## Source extract
Japan, located in the northwest of the Pacific Ocean, boasts of a rich avifauna which includes the internationally famous Okinawa Rail, Bonin White-Eye, Ryukyu Scops Owl and Amami Woodcock. The wide climatic range of Japan has enriched the flora and fauna, stretching from the boreal to the sub-tropical climatic zones. This unique ecological background of Japan has influenced the type of flora and fauna found in the country. More than 60% of bird species found in Japan are migratory while at least 60 of them are either endemic or sub-regionally endemic.
When it comes to bird conservation efforts, Japan is one of the leading countries having the largest nature conservation NGO known as the Wild Bird Society of Japan. The NGO has over 50,000 members who advocate for bird conservation.
Birds From Japan
The Bonin White-Eye (Apalopteron familiare), is a native bird of Japan found in the sub-tropical zones. It is a small bird with a colorful yellow and olive-green plumage. The eye is surrounded by a black patch that joins with the black line of the forehead. It has strong black legs and rounded wings. The population of the Bonin-white eye has been declining due to habitat loss.

## Dataset records
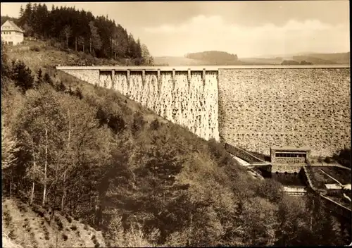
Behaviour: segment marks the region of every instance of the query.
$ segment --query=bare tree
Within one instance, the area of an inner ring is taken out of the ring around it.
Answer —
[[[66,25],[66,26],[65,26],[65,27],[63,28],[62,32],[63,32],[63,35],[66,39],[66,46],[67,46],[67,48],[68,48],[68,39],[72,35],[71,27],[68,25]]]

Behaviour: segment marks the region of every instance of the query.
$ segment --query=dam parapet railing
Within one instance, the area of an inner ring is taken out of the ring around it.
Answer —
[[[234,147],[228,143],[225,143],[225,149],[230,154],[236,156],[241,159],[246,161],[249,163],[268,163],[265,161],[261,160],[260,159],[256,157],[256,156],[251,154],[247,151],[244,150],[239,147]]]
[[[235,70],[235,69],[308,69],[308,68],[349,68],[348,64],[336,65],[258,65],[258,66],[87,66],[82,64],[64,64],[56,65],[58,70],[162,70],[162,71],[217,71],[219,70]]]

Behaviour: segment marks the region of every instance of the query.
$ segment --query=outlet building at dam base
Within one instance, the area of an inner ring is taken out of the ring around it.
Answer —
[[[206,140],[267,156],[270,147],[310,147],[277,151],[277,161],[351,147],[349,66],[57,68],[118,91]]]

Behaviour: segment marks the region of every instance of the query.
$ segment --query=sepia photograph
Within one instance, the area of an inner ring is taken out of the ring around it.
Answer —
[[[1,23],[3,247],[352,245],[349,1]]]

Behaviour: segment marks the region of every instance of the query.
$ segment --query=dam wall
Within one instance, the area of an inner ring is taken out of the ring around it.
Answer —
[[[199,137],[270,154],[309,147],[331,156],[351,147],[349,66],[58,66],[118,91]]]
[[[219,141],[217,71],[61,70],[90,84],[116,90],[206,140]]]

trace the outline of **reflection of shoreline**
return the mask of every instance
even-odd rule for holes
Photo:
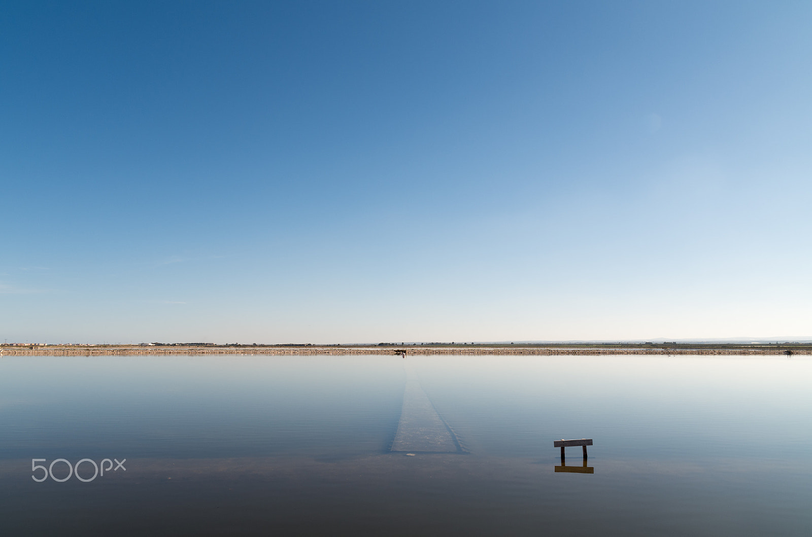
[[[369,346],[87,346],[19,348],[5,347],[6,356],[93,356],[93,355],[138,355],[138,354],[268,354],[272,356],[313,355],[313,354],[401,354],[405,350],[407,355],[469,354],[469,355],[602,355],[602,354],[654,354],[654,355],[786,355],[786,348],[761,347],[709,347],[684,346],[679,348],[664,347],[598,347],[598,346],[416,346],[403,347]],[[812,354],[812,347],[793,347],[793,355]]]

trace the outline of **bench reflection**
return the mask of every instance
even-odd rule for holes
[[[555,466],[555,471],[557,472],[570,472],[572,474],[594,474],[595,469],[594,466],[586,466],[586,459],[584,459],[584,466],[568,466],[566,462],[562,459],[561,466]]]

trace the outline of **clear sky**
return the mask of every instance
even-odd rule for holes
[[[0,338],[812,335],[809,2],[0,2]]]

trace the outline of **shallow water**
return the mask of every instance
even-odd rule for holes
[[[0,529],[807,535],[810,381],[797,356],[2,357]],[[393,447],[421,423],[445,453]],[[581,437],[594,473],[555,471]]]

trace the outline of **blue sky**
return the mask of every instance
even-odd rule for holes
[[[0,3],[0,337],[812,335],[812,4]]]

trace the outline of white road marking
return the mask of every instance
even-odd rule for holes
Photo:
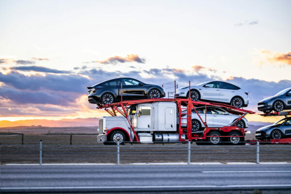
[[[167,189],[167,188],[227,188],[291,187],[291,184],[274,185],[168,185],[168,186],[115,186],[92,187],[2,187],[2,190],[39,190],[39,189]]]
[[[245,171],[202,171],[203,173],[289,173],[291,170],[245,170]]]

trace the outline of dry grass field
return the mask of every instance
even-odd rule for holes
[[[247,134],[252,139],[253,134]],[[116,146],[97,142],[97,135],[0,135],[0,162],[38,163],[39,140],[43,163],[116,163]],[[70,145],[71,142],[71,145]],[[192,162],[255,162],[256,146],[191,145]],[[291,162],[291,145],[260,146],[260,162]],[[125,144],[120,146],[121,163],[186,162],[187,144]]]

## To-do list
(a) List every bird species the text on Japan's birds mentions by its common name.
(b) Duplicate everything in the text on Japan's birds from "Japan, located in" down to "for bird conservation.".
Work only from the text on Japan's birds and leave the data aside.

## Solution set
(a)
Okinawa Rail
Bonin White-Eye
Ryukyu Scops Owl
Amami Woodcock

(b)
Japan, located in the northwest of the Pacific Ocean, boasts of a rich avifauna which includes the internationally famous Okinawa Rail, Bonin White-Eye, Ryukyu Scops Owl and Amami Woodcock. The wide climatic range of Japan has enriched the flora and fauna, stretching from the boreal to the sub-tropical climatic zones. This unique ecological background of Japan has influenced the type of flora and fauna found in the country. More than 60% of bird species found in Japan are migratory while at least 60 of them are either endemic or sub-regionally endemic.
When it comes to bird conservation efforts, Japan is one of the leading countries having the largest nature conservation NGO known as the Wild Bird Society of Japan. The NGO has over 50,000 members who advocate for bird conservation.